===== Task inputs

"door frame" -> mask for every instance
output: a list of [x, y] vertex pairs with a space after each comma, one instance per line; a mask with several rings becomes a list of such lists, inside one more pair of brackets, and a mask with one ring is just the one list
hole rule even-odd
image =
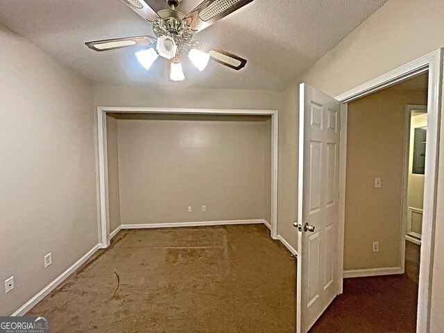
[[[110, 246], [110, 207], [108, 194], [108, 148], [106, 136], [107, 113], [148, 113], [162, 114], [219, 114], [255, 115], [271, 117], [271, 235], [278, 239], [278, 111], [277, 110], [199, 109], [176, 108], [97, 107], [99, 188], [100, 208], [99, 239], [101, 248]], [[222, 223], [219, 224], [223, 224]], [[267, 225], [268, 226], [268, 225]]]
[[[417, 245], [421, 245], [420, 238], [417, 239], [412, 235], [409, 235], [407, 233], [407, 230], [409, 230], [409, 225], [411, 225], [411, 221], [409, 221], [409, 214], [408, 210], [409, 209], [409, 205], [407, 203], [408, 199], [408, 194], [409, 194], [409, 173], [410, 170], [409, 169], [409, 166], [410, 163], [410, 139], [411, 139], [411, 112], [413, 111], [425, 111], [427, 112], [427, 105], [412, 105], [409, 104], [406, 106], [406, 133], [405, 133], [405, 145], [404, 147], [404, 182], [403, 182], [403, 189], [402, 189], [402, 230], [401, 234], [401, 239], [404, 238], [404, 241], [411, 241]], [[422, 212], [421, 212], [422, 214]], [[401, 244], [401, 254], [402, 257], [401, 257], [401, 268], [402, 268], [402, 272], [405, 271], [405, 241], [403, 241]]]
[[[404, 66], [371, 80], [366, 83], [352, 89], [335, 98], [343, 103], [350, 102], [391, 85], [395, 85], [420, 74], [429, 72], [427, 97], [427, 146], [426, 148], [425, 167], [427, 176], [424, 186], [424, 210], [422, 216], [422, 232], [421, 239], [421, 255], [420, 261], [420, 277], [418, 297], [418, 318], [416, 332], [429, 332], [430, 327], [430, 309], [432, 303], [432, 280], [436, 222], [436, 196], [439, 158], [439, 141], [441, 130], [441, 113], [443, 87], [443, 50], [440, 49], [424, 56]], [[346, 113], [346, 108], [345, 112]], [[344, 118], [346, 121], [346, 117]], [[343, 123], [341, 123], [343, 130]], [[347, 130], [341, 130], [346, 142]], [[341, 146], [342, 158], [346, 157], [346, 145]], [[342, 160], [341, 171], [345, 171], [345, 160]], [[341, 165], [341, 164], [340, 164]], [[345, 174], [341, 174], [340, 197], [345, 198]], [[345, 211], [345, 200], [341, 200], [341, 210]], [[344, 217], [340, 213], [340, 219]], [[345, 220], [339, 221], [339, 234], [343, 235]], [[342, 229], [341, 230], [341, 229]], [[341, 241], [339, 239], [339, 241]], [[339, 250], [343, 257], [343, 241], [339, 244]], [[341, 252], [339, 253], [341, 255]], [[343, 266], [339, 267], [342, 271]]]

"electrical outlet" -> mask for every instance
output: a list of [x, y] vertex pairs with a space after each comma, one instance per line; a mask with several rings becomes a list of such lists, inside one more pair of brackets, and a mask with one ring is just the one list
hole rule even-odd
[[373, 252], [379, 252], [379, 242], [374, 241], [372, 245]]
[[14, 289], [14, 277], [11, 276], [5, 281], [5, 293], [9, 293]]
[[381, 178], [375, 178], [375, 189], [381, 188]]
[[53, 255], [50, 252], [44, 256], [44, 268], [46, 268], [53, 263]]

==========

What you will do >> Write out all of the items above again word for word, leaving out the pictures.

Correct output >>
"door frame" -> mask for every instance
output: a list of [x, y] vertex pairs with a space after each comma, one instance per line; a mask with several rings becomes a list of such lists, inside one more pair of brackets, and a mask with one ring is just the one list
hole rule even-odd
image =
[[[110, 246], [110, 207], [108, 194], [108, 148], [106, 136], [107, 113], [148, 113], [162, 114], [219, 114], [255, 115], [271, 117], [271, 235], [278, 239], [278, 111], [277, 110], [199, 109], [176, 108], [97, 107], [99, 188], [100, 208], [99, 239], [101, 248]], [[222, 223], [219, 224], [223, 224]], [[267, 225], [268, 226], [268, 225]]]
[[[417, 245], [421, 245], [420, 238], [417, 239], [412, 235], [409, 235], [407, 233], [407, 230], [409, 230], [409, 225], [411, 225], [411, 221], [409, 221], [409, 214], [408, 210], [409, 209], [409, 205], [407, 203], [408, 199], [408, 194], [409, 194], [409, 173], [410, 170], [409, 169], [409, 166], [410, 163], [410, 139], [411, 139], [411, 112], [413, 111], [425, 111], [427, 112], [427, 105], [412, 105], [409, 104], [406, 106], [406, 133], [405, 133], [405, 145], [404, 147], [404, 182], [403, 182], [403, 189], [402, 189], [402, 230], [401, 234], [401, 239], [404, 238], [404, 241], [411, 241]], [[422, 212], [421, 212], [422, 214]], [[401, 244], [401, 254], [402, 257], [401, 257], [401, 268], [402, 268], [402, 272], [405, 271], [405, 241], [403, 241]]]
[[[404, 66], [371, 80], [366, 83], [352, 89], [335, 98], [343, 103], [350, 102], [391, 85], [395, 85], [420, 74], [429, 72], [427, 97], [427, 146], [426, 148], [425, 167], [427, 176], [424, 186], [424, 210], [422, 216], [422, 232], [421, 239], [421, 255], [420, 261], [420, 277], [418, 297], [418, 318], [416, 332], [429, 332], [430, 327], [430, 309], [432, 303], [432, 280], [436, 222], [436, 196], [439, 158], [439, 141], [441, 130], [441, 113], [443, 87], [443, 50], [440, 49], [424, 56]], [[346, 113], [346, 108], [345, 112]], [[344, 118], [346, 121], [346, 117]], [[343, 123], [341, 123], [343, 130]], [[347, 130], [341, 130], [346, 142]], [[341, 146], [342, 158], [346, 157], [346, 145]], [[342, 160], [341, 171], [345, 171], [345, 160]], [[341, 165], [341, 164], [340, 164]], [[345, 174], [341, 174], [340, 197], [345, 198]], [[345, 211], [345, 200], [341, 200], [341, 210]], [[344, 217], [340, 213], [340, 219]], [[345, 220], [339, 221], [339, 234], [343, 235]], [[342, 229], [341, 230], [341, 229]], [[341, 241], [339, 239], [339, 241]], [[339, 250], [343, 257], [343, 241], [339, 244]], [[341, 252], [339, 253], [341, 255]], [[343, 266], [339, 267], [342, 271]]]

"electrical outlet" -> mask for every instance
output: a list of [x, y] vertex pairs with a space after each comma, one instance per line; a mask with several rings becomes a list of such lists, inside one more pair of brackets, and a mask with one ring is just the one list
hole rule even-odd
[[373, 252], [379, 252], [379, 242], [374, 241], [372, 245]]
[[14, 289], [14, 277], [11, 276], [5, 281], [5, 293], [9, 293]]
[[381, 178], [375, 178], [375, 189], [381, 188]]
[[53, 255], [50, 252], [44, 256], [44, 268], [46, 268], [53, 263]]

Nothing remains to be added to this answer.